→ **READING PASSAGE**:
## Start
The rapid growth of number of hadronic states is a combinatorial effect.
We also point out that an upper limit on the excitation energy
of these quanta results in a maximum number of hadron states that can be
formed. According to this combinatorial saturation,
no more light-flavor
hadron resonances exist above a certain mass.
\end{abstract}
\pacs{14.20.-c, 14.40.-n, 12.40Yx, 12.40Nn}
}

In 1965 Hagedorn \cite{hagedorn} postulated that for large masses $m$ the
spectrum of hadrons grows exponentially, $\rho (m)\sim \exp \left(
m/T_{H} \right) $, where $T_{H}$, the Hagedorn temperature, is a scale
parameter. The hypothesis was based on the observation that at some point a
further increase of energy in $pp$ and $p\bar{p}$ collisions no longer
raises the temperature of the formed fireball, but results in more and more
particles being produced. Thus, there is a maximum temperature that a
hadronic system can achieve. The Statistical Bootstrap Model \cite{SBM1,SBM2}
predicted that asymptotic behavior, namely $\rho (m)\simeq cm^{a}\exp \left(
m/T_{H}\right) $, where $a$ is a negative power ($a\leq -5/2$ \cite
{SBM1}, or $a\leq -3$ \cite{SBM2}). The parameters of the asymptotic
spectrum are to be determined by comparing to the experimental mass spectra.
## End
→ **INPUT FOR THIS TASK**:
## Start
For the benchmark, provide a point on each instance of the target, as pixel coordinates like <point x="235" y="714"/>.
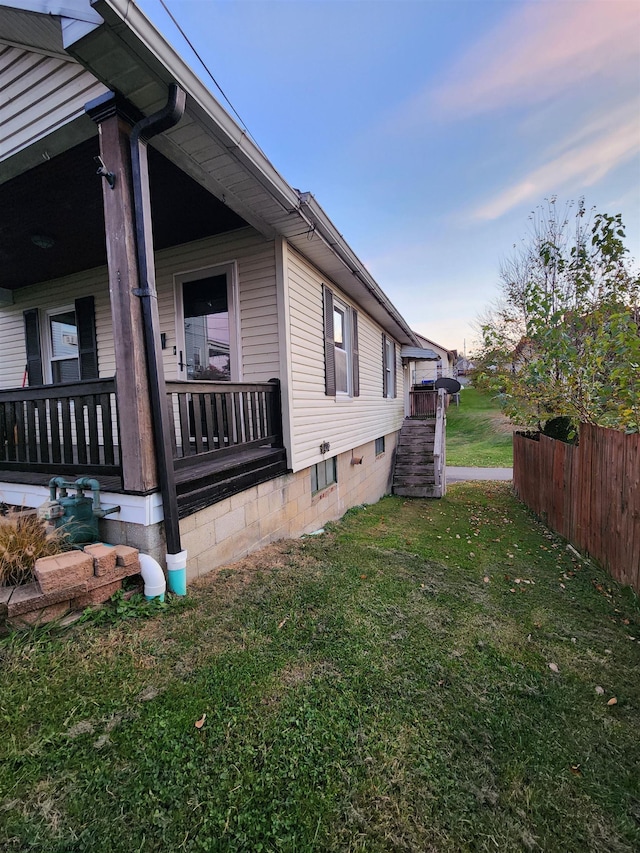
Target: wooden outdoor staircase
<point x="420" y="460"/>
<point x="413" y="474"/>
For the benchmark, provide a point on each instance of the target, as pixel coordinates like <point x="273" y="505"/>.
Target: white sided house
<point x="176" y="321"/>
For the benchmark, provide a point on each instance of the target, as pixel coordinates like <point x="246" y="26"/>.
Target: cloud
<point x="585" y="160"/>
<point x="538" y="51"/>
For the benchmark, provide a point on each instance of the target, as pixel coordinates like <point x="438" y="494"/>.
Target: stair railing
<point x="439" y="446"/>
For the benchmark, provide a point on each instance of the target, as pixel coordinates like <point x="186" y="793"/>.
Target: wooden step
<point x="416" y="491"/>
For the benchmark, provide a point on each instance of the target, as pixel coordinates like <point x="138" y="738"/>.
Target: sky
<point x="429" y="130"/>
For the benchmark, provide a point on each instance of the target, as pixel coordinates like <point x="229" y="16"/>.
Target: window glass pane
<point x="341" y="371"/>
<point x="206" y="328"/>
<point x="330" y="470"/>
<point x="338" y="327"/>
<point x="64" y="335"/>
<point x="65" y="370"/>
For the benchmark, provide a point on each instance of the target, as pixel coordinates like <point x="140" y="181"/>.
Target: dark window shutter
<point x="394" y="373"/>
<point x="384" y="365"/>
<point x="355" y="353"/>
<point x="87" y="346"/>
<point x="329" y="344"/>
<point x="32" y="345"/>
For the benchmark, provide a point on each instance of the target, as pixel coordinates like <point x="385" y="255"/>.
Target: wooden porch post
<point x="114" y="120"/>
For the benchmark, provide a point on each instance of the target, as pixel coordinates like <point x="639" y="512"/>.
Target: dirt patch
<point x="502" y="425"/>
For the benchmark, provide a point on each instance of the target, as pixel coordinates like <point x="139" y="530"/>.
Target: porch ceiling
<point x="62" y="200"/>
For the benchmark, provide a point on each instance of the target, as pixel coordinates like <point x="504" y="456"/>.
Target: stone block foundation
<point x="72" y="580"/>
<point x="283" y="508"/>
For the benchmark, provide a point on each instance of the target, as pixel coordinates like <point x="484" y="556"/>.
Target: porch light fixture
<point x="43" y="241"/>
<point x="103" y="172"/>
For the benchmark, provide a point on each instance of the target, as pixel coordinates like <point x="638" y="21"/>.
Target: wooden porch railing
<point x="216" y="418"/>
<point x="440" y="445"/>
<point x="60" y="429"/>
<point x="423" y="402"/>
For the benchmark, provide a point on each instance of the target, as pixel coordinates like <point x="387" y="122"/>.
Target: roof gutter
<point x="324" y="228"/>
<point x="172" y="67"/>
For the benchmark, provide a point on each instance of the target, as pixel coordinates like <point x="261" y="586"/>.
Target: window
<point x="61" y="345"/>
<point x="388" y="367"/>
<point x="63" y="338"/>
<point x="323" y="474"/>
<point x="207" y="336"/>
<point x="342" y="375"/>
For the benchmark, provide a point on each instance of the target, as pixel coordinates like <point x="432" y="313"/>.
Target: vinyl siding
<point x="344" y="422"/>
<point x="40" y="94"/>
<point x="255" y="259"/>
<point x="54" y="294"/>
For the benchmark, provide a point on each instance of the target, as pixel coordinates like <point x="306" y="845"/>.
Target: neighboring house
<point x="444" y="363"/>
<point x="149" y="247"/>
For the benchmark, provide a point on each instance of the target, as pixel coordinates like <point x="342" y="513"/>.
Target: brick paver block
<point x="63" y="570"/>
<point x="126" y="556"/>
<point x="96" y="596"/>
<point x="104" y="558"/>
## End
→ **WHAT YOU WILL DO**:
- a) Do these statements agree with the passage on hadron spectra? Answer yes or no for each, quoting the words of the passage that decide it.
(i) Hagedorn made his postulate about the hadron spectrum in 1965.
(ii) In $pp$ and $p\bar{p}$ collisions, adding more energy keeps raising the temperature of the formed fireball.
(iii) The parameters of the asymptotic spectrum are meant to be found by comparison with experimental mass spectra.
- b) Which lines of the records contain the word "block"? Copy each of them.

→ **ANSWERS PROVIDED**:
- a)
(i) Yes: "In 1965 Hagedorn"
(ii) No: "no longer raises the temperature of the formed fireball"
(iii) Yes: "are to be determined by comparing to the experimental mass spectra"

- b)
Target: stone block foundation
Target: brick paver block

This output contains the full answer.